Задание 1. Как были напечатаны все книги с полок в буфете, кроме грузинских и армянских, согласно воспоминаниям о маме?
Задание 2. Допишите воспоминания о маме, продолжив их после последнего предложения.

Исходный текст.
Мама при мне ничего об этом не говорила. Ее не посадили тогда, но объявили выговор, что ее оскорбило и возмутило, — мама подходила к происходящему с меркой порядочности: она, мне кажется, не понимала, с чем имеет дело, или потеряла голову, когда звонила в дирекцию, возмущаясь выговором. Ее должно было также мучить, что, собирая у себя людей, она способствовала их гибели. Мама была демократична, она не могла смеяться над людьми в глаза, хотя примечала все и сокрушалась и посмеивалась дома. Доброта и деликатность и, возможно, мягкость спасли маму от ареста, избавив от ненависти сослуживцев. А может быть, ее болезненная полнота была спасением: там подумали, что она непригодна к физической работе и сразу умрет.
Вот, я полагаю, где причина ее смертельной болезни: ужас, ее окружавший. Я мало что понимала, но что-то во мне знало, что мама не может сопротивляться этой жизни — слишком добра, мягка морально и физически.
Мама ценила просвещение, верила в просвещение, была просветителем, поэтому она охотно участвовала в составлении алфавитов для бесписьменных народов: у нас в буфете в коридоре были широкие полки, заполненные детскими азбуками и книгами на непонятно каких языках, а две или три книги находились в моем пользовании, такие выразительные были в них картинки. Все эти книги, за исключением грузинских и армянских, были напечатаны на латинице с добавлением некоторых знаков. Потом латиница была заменена кириллицей.

Данные для анализа.
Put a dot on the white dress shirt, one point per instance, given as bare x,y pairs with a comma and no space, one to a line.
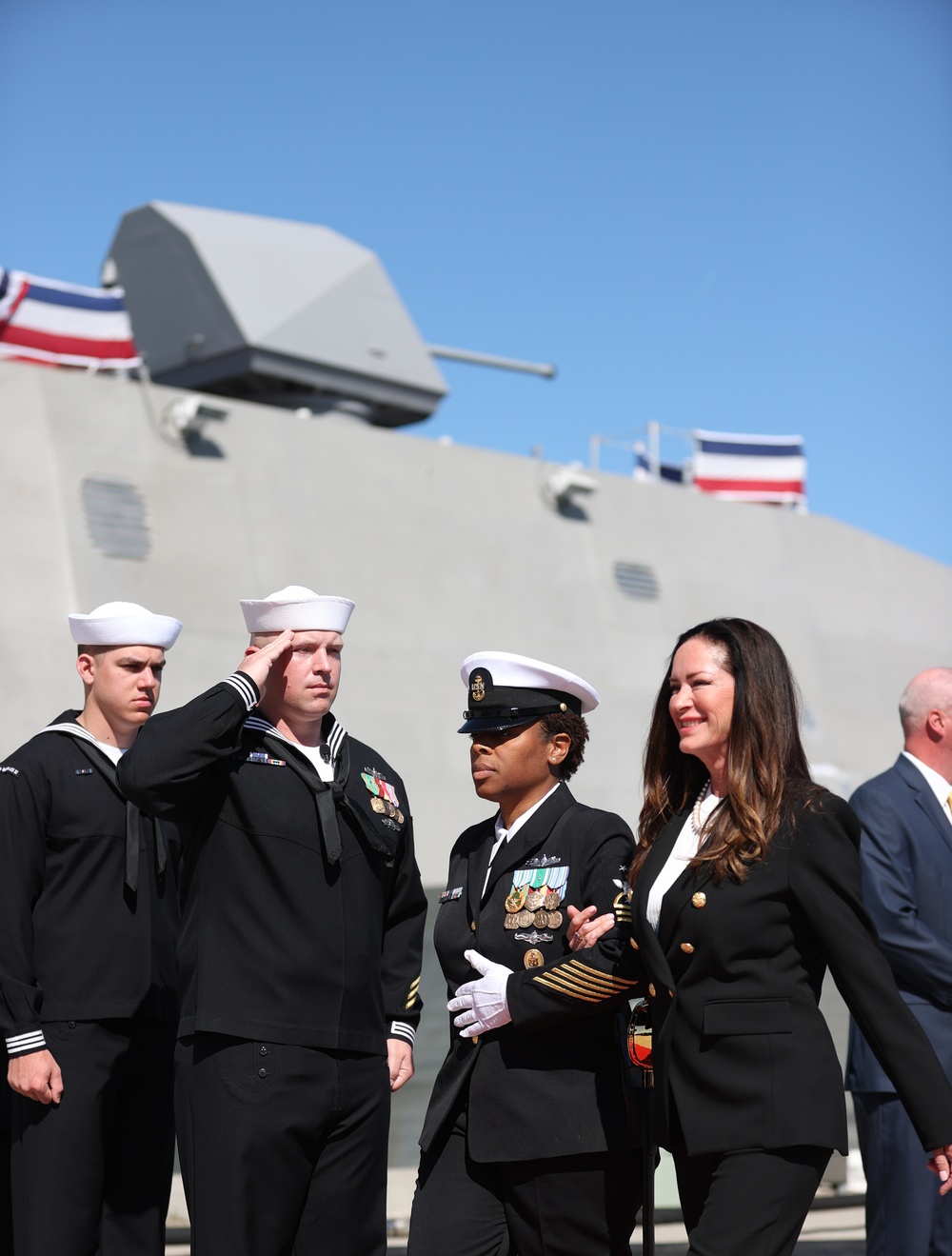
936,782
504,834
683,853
* * *
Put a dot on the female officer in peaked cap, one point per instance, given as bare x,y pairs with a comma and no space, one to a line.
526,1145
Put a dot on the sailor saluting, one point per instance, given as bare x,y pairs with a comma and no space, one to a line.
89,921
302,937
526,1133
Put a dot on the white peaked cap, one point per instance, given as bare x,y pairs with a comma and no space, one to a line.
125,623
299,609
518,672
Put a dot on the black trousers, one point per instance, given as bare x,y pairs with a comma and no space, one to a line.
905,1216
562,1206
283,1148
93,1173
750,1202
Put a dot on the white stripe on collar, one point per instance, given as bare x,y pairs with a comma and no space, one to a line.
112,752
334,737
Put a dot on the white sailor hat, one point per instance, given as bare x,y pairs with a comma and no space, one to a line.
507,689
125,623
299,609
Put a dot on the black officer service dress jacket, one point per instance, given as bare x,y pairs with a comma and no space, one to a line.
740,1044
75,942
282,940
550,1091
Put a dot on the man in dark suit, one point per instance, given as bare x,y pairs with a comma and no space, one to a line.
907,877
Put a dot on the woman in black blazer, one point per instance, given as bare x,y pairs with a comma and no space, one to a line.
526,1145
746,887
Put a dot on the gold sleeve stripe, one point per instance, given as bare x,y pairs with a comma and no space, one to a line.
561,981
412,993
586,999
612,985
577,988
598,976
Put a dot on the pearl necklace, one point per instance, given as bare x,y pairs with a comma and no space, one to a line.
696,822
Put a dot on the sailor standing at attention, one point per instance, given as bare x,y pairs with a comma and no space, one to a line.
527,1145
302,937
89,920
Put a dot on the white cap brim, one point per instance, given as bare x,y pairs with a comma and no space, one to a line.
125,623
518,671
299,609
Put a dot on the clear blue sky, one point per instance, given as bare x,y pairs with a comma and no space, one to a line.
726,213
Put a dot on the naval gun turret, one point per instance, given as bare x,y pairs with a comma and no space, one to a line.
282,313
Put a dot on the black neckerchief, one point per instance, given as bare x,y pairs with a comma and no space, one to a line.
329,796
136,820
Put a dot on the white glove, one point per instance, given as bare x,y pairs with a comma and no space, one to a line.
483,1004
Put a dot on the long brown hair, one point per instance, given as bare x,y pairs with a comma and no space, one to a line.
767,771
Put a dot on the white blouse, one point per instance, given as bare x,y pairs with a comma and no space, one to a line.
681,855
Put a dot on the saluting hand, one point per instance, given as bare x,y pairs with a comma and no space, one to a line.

Ответ 1. На латинице с добавлением некоторых знаков.

Ответ 2.
В созданной тогда телефонной справочной по всем вопросам науки мама стала консультантом и с удовольствием, с гордостью какой-то давала объяснения по лингвистике.
Мама, наверно, поняла, что происходит с наукой, но страх не позволял открыто выступить против. Она умерла и не была причастна, пусть против своей воли, к падению уровня науки, как те, кто остался жив.
Бедная мама (и не она одна!). То, чему она служила, превращалось в свою противоположность, становилось схоластическим шаманством.
— Все съем один, управлюсь сам. Хоть мать, хоть сын проси, не дам (Н. Некрасов).
— И все бы ел и все бы грыз,
Как голодающий киргиз.
Это выражения употреблялись мамой, а за ней и мной, как для порицания, так и для оправдания жадности. Но однажды мама сказала, после упоминания мной «голодающего киргиза»: «Да, голод — ужасная вещь». И я уже не могла пошутить, не вспомнив слов мамы. Может быть, именно потому, что я мало времени проводила с мамой, все, что говорила она, было для меня как слова Корана для набожного мусульманина. Я верила каждому слову, ее слова запоминались, как вечные истины, и я старалась исполнять все ее советы, не сомневаясь.
Если у меня болел живот, мама говорила: «Полежи на животике и попукай».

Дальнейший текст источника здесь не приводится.